**Task brief**
Copy out, unchanged, the part of the rows below that opens with the line containing "Each instance of the chocolate shaving" and closes with the line containing "Each instance of the pale", both of those lines included.

==*==

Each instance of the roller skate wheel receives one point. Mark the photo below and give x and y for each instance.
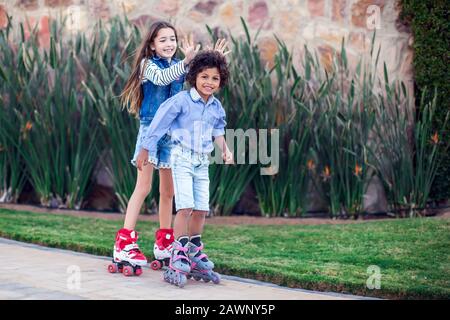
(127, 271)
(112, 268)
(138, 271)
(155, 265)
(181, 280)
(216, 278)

==*==

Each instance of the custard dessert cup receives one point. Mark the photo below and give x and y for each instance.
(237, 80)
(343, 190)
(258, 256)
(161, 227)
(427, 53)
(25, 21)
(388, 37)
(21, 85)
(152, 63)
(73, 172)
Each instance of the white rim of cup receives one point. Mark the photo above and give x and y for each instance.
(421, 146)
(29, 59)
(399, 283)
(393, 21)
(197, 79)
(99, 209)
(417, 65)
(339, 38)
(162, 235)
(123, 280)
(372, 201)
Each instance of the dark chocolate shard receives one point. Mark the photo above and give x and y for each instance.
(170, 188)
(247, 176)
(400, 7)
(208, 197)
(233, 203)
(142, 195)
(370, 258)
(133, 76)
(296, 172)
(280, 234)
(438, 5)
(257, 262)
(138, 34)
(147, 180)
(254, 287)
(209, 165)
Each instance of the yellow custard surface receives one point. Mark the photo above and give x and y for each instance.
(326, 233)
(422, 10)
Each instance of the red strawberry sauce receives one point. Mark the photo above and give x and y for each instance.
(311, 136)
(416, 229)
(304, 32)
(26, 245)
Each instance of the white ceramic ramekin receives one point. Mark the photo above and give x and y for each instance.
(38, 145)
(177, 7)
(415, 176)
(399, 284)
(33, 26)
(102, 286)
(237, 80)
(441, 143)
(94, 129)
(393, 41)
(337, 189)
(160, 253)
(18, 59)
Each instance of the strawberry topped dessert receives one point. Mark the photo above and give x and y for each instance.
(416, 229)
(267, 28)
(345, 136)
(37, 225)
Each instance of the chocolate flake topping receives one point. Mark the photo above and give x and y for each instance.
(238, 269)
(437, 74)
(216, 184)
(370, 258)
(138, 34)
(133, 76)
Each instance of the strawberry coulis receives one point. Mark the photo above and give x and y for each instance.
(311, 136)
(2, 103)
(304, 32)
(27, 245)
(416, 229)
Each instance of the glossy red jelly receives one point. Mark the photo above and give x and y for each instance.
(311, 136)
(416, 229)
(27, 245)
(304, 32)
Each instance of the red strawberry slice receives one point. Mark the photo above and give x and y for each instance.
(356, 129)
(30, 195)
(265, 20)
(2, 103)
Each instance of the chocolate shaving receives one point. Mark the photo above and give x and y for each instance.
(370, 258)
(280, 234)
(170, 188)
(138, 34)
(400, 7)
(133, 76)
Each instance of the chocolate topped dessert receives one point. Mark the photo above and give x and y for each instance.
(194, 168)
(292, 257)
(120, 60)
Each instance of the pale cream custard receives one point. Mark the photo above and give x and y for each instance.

==*==

**Result of the task**
Each instance of the chocolate shaving receives one point. Mark the photo above and give x and y for each instance.
(370, 258)
(280, 234)
(170, 188)
(138, 34)
(400, 7)
(133, 76)
Each instance of the chocolate topped dessert receives one point. Mark the photo above and give x and y for each instance.
(194, 168)
(292, 257)
(120, 60)
Each instance of the pale cream custard receives one point. Mark the photo above and give x and y for each instance.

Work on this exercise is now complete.